EXCERPT TO READ:
Classifying the thousand longest rivers in the world is a book and also the title of two huge embroidered works, a green and a white one. In both works are enumerated the thousand longest rivers in the world. The book was realised in 1977 while the two tapestries were finished in 1982. To me, this is mostly a crazy and incredible research my parents made together. Crazy because they have wanted to classify the unclassifiable. Only them could have imagined and hoped to classify rivers according to their length. But how to precisely measure a river? Where does it begin exactly? And where does it end? Incredible because this classification was never been done before, nor even imagined by scientists because huge and maybe considered useless and deeply absurd.

Data pulled from a collection
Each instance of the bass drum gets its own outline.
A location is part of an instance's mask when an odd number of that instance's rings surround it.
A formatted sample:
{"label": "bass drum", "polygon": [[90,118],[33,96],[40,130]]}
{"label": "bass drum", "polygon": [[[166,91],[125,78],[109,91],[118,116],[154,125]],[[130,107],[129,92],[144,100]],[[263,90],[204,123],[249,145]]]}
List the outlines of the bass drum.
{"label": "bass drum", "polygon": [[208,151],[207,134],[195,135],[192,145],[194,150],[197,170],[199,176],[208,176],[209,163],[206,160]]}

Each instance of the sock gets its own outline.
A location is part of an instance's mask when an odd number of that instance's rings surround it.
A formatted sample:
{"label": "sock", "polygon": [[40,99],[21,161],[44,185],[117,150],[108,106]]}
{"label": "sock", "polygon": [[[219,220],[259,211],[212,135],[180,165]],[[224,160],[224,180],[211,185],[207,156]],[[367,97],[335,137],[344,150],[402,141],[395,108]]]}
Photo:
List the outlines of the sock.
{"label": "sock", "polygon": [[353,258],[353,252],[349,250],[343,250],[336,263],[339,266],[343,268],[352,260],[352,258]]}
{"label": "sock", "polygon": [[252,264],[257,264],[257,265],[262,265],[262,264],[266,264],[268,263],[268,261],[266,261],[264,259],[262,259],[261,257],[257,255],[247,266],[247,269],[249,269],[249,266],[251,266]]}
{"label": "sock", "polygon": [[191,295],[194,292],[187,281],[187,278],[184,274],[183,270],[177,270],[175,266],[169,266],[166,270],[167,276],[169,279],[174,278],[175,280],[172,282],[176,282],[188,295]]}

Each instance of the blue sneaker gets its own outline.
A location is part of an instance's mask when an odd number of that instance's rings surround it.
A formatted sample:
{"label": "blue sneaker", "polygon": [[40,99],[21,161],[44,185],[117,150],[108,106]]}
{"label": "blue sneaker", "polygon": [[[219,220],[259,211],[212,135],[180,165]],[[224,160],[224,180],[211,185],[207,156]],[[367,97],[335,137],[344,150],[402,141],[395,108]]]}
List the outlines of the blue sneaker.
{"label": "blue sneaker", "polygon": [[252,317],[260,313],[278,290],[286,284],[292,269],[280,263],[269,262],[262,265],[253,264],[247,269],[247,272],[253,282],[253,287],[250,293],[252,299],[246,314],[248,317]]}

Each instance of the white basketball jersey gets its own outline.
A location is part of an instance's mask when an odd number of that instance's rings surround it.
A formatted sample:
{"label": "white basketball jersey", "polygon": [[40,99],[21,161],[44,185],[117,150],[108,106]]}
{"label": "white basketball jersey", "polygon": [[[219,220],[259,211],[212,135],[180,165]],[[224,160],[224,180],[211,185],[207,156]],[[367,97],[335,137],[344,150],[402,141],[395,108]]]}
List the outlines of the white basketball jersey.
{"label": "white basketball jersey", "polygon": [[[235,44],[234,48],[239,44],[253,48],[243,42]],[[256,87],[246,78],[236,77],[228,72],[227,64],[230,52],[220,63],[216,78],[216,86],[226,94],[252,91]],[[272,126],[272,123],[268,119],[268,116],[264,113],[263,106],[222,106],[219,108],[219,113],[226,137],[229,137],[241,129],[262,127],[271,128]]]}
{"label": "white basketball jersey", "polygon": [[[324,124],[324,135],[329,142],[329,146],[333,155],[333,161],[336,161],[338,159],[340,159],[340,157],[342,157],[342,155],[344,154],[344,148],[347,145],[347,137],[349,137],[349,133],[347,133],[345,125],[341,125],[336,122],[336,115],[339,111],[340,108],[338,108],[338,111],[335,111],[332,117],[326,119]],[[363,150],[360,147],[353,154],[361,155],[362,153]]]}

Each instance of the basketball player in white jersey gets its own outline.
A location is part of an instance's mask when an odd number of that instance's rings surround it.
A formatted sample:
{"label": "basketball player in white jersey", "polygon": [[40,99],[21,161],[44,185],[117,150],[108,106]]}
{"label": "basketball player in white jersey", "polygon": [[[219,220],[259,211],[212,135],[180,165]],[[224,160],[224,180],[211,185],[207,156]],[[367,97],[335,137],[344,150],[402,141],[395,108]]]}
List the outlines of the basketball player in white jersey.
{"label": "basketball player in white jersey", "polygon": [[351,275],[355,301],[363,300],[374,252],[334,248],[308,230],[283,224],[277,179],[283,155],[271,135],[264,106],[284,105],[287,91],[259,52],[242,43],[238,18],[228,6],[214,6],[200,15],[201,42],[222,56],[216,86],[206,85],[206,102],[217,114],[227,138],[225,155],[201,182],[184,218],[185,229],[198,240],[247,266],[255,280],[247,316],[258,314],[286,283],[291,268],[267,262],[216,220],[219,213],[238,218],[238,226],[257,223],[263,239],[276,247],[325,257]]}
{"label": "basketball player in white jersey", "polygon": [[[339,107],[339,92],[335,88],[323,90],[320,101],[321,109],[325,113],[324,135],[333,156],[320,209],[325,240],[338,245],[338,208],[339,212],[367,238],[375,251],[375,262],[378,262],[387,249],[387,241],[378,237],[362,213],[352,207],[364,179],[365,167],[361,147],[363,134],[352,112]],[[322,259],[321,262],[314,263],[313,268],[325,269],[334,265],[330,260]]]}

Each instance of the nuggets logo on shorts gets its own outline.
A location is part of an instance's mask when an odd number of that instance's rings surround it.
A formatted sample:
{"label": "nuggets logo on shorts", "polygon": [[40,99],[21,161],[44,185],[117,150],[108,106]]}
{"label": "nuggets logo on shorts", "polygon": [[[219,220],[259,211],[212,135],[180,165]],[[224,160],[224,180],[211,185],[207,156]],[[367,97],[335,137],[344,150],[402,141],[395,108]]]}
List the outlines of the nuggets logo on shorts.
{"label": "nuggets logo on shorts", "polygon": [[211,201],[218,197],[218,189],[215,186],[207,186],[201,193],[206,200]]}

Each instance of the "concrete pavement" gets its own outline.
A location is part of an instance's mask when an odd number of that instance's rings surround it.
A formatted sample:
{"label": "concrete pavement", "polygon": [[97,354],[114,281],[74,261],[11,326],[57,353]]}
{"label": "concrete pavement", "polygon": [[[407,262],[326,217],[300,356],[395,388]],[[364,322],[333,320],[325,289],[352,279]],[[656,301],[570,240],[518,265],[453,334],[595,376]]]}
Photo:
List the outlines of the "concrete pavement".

SET PROBLEM 1: In the river-classification passage, what year were the two tapestries finished?
SET PROBLEM 2: List every question the river-classification passage asks.
SET PROBLEM 3: Continue the river-classification passage from the point where it stops, picking up right after its last sentence.
This data is separate material and has nothing to do with the river-classification passage.

RESPONSE 1: 1982

RESPONSE 2:
- How to precisely measure a river?
- Where does it begin exactly?
- And where does it end?

RESPONSE 3:
Their researches lasted for seven years, from 1970 to 1977. They started two years before I was born and ended when I was five. [...] At home this book was always open, on an Afghan lectern, ready to be consulted. I loved the idea that page numbers coincided to that of classification: page 1 was the longest river in the world. While page 453 was the 453rd longest river in the world. Introduction pages and the final ones were not numbered because these were not part of the classification. An evidence and a real easiness to consult the book. No images, only the essential information: name, source, mouth and length.

My father loved to classify, especially the unclassifiable, with no other purpose than classifying…Still far from the Internet era that would have greatly simplified the task, the hundreds of letters sent by my mother and the hundreds replies from the researchers of the rivers throughout the world, bear witness to the delirious and exhausting extent of their research.